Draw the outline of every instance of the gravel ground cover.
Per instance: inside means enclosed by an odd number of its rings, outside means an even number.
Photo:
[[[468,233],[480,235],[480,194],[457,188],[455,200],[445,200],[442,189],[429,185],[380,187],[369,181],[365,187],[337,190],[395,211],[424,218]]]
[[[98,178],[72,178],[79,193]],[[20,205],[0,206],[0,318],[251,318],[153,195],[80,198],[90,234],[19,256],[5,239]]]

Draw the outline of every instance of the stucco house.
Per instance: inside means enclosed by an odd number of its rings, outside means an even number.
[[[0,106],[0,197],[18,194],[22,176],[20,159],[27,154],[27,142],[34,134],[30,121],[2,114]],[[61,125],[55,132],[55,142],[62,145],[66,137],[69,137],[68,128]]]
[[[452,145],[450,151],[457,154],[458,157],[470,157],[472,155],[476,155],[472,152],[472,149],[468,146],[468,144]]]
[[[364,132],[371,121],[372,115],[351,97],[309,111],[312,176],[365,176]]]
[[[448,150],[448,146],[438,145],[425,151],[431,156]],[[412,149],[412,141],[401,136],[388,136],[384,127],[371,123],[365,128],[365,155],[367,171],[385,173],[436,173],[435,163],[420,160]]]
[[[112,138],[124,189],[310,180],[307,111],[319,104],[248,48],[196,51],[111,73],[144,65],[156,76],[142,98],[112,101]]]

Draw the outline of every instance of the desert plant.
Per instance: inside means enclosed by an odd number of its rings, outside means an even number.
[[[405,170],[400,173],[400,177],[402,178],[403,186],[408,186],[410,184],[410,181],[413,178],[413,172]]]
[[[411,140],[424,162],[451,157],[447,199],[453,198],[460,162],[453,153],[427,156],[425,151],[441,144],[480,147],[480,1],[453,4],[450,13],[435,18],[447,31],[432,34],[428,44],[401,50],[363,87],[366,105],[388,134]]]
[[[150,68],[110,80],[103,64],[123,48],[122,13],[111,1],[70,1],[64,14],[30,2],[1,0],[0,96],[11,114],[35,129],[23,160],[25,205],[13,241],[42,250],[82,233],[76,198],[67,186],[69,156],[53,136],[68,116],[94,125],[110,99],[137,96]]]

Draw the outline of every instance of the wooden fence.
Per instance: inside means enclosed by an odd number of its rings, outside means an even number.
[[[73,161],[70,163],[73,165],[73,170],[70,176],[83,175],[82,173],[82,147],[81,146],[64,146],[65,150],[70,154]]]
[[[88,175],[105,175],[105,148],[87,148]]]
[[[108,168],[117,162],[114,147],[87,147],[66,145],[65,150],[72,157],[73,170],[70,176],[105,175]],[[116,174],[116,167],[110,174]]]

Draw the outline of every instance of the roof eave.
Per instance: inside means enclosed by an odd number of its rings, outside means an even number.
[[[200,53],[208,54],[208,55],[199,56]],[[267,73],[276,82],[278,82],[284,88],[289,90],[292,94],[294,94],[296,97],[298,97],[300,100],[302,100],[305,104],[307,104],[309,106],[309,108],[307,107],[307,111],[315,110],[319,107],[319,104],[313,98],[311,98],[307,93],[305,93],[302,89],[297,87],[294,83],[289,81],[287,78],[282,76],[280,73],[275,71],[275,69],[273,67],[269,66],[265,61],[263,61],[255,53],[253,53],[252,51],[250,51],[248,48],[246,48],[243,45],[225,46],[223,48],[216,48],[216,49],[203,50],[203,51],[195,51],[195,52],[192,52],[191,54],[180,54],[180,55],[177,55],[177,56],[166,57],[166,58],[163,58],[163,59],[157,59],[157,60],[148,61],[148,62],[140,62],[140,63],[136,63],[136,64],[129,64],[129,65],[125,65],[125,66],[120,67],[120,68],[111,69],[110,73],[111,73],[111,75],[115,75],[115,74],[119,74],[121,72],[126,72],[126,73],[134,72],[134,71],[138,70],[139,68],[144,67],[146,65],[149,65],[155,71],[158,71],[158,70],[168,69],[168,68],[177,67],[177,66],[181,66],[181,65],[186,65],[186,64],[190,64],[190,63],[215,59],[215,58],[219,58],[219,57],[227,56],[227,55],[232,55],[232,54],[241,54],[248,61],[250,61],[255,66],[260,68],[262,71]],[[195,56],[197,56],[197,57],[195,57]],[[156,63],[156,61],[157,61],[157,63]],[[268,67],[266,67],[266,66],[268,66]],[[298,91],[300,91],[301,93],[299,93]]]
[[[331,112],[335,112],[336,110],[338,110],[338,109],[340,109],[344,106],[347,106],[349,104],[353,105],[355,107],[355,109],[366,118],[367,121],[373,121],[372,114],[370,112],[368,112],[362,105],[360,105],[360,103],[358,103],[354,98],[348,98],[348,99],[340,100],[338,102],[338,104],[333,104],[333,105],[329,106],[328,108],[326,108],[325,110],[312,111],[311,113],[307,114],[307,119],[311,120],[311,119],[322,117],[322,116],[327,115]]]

§ Exercise instructions: Look through the entries and give the number of lines containing the word "Draw". Add nothing else.

§ Your solution: 5